Stored items from a collection:
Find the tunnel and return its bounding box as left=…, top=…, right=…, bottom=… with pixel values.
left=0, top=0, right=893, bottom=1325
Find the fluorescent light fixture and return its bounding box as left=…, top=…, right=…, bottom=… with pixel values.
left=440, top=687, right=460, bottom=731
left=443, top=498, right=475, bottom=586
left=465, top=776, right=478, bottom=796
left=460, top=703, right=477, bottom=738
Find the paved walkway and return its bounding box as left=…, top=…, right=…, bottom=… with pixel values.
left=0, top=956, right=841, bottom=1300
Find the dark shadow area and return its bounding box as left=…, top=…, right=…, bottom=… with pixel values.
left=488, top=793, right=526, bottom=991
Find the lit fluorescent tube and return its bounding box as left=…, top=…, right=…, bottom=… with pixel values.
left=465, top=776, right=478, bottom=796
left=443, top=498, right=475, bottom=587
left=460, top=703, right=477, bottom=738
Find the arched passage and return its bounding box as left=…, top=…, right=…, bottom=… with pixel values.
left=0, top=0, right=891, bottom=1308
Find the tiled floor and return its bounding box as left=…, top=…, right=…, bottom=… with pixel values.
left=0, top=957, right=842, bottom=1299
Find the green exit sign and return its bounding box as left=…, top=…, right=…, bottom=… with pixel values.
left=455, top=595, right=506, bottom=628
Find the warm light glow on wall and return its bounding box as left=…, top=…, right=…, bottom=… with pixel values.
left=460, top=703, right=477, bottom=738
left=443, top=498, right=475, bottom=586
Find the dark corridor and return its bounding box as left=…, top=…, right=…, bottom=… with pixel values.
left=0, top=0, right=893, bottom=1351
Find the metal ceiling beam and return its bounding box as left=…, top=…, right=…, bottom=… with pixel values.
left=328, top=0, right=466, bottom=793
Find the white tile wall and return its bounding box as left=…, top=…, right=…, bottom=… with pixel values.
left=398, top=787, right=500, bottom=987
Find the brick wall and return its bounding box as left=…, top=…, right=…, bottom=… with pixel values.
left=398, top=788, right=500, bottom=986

(What you need to do) Write out again every entry above, exactly as given.

(Result)
Find the tunnel and return its bounding box as left=…, top=…, right=…, bottom=… with pixel values.
left=0, top=0, right=893, bottom=1325
Find the fluorescent light fixture and return its bounding box as left=…, top=…, right=…, bottom=… with pixel values.
left=440, top=687, right=460, bottom=731
left=443, top=498, right=475, bottom=586
left=465, top=776, right=478, bottom=796
left=460, top=703, right=477, bottom=738
Find the paved walkway and return its bounding box as left=…, top=…, right=…, bottom=… with pixel values.
left=0, top=956, right=841, bottom=1300
Find the dark shadow area and return its bounding box as left=…, top=…, right=…, bottom=… with pixel values.
left=488, top=793, right=526, bottom=991
Find the lit fluorescent tube and return its bounding box as left=…, top=…, right=…, bottom=… with pixel values.
left=465, top=776, right=478, bottom=796
left=443, top=498, right=475, bottom=587
left=460, top=703, right=477, bottom=738
Find the arched passage and return its bounding box as left=…, top=…, right=…, bottom=… with pixel values.
left=0, top=0, right=891, bottom=1308
Find the tiled floor and return its bounding box as left=…, top=…, right=…, bottom=… with pixel values.
left=0, top=957, right=842, bottom=1299
Find the green exit sign and return its bounding box as left=…, top=…, right=…, bottom=… with pixel values.
left=455, top=595, right=506, bottom=628
Find the warm light glow on wall and return its bounding box as left=…, top=…, right=…, bottom=… with pixel values.
left=460, top=703, right=477, bottom=738
left=443, top=498, right=475, bottom=586
Find the dark corridor and return its bounding box as left=…, top=…, right=…, bottom=… with pixel values.
left=0, top=0, right=893, bottom=1351
Find the metal ceiling beam and return its bounding box as left=…, top=…, right=…, bottom=… with pixel values.
left=328, top=0, right=466, bottom=793
Find the white tile wall and return its bounding box as left=…, top=…, right=…, bottom=… with pixel values.
left=398, top=787, right=500, bottom=987
Find the brick wall and return its bounding box as left=…, top=…, right=…, bottom=… with pixel values.
left=398, top=788, right=500, bottom=986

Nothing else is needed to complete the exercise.